- **What is expected**
Should any entry look odd, write it out exactly anyway, along with all the rest.

- **Input material**

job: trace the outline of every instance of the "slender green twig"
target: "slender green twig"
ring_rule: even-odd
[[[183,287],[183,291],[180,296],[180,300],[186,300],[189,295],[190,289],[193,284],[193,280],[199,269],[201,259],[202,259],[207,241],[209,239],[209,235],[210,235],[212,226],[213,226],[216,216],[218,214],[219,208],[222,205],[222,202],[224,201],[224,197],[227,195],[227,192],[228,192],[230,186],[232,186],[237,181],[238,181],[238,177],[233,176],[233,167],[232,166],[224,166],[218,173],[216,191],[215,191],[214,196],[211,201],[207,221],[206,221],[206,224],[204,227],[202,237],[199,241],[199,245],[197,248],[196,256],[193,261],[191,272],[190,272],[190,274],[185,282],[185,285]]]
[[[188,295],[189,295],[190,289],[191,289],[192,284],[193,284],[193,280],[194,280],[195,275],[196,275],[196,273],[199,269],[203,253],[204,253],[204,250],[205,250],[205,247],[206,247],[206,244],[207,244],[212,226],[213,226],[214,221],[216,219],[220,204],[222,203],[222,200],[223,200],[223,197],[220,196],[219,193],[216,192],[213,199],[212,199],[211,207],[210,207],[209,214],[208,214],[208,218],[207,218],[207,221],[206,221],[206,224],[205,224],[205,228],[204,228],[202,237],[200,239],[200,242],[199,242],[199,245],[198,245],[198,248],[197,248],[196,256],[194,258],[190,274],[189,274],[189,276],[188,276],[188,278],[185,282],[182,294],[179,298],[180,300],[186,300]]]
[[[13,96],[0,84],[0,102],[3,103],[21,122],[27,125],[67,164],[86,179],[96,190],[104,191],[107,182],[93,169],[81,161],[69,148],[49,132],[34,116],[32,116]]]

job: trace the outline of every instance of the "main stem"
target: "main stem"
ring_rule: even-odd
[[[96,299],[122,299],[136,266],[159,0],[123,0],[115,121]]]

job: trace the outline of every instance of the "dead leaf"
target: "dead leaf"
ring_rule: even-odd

- **Expected answer**
job: trace the outline of every instance of the "slender green twig"
target: "slender green twig"
ring_rule: even-odd
[[[183,287],[183,291],[180,296],[180,300],[186,300],[189,295],[190,289],[193,284],[193,280],[199,269],[201,259],[202,259],[207,241],[209,239],[209,235],[210,235],[212,226],[213,226],[216,216],[218,214],[219,208],[222,205],[222,202],[224,201],[224,197],[227,195],[227,192],[228,192],[230,186],[232,186],[237,181],[238,181],[238,177],[233,176],[233,167],[232,166],[224,166],[218,173],[216,191],[215,191],[214,196],[211,201],[207,221],[206,221],[206,224],[204,227],[202,237],[199,241],[199,245],[197,248],[196,256],[193,261],[191,272],[190,272],[190,274],[185,282],[185,285]]]
[[[188,295],[189,295],[190,289],[191,289],[192,284],[193,284],[193,280],[194,280],[195,275],[196,275],[196,273],[199,269],[203,253],[204,253],[204,250],[205,250],[205,247],[206,247],[206,244],[207,244],[212,226],[213,226],[214,221],[216,219],[220,204],[222,203],[222,200],[223,200],[223,197],[220,196],[219,193],[216,192],[213,199],[212,199],[211,207],[210,207],[209,214],[208,214],[208,218],[207,218],[207,221],[206,221],[206,224],[205,224],[205,228],[204,228],[202,237],[200,239],[200,242],[199,242],[199,245],[198,245],[198,248],[197,248],[196,256],[194,258],[190,274],[189,274],[189,276],[188,276],[188,278],[185,282],[182,294],[179,298],[180,300],[186,300]]]
[[[13,96],[0,84],[0,102],[3,103],[21,122],[27,125],[67,164],[86,179],[96,190],[104,191],[107,182],[93,169],[81,161],[69,148],[49,132],[34,116],[32,116]]]

job: trace the outline of every instance of the "main stem"
target: "main stem"
ring_rule: even-odd
[[[96,299],[122,299],[136,266],[159,0],[123,0],[115,121]]]

job: trace the outline of every instance of the "dead leaf"
target: "dead leaf"
ring_rule: even-odd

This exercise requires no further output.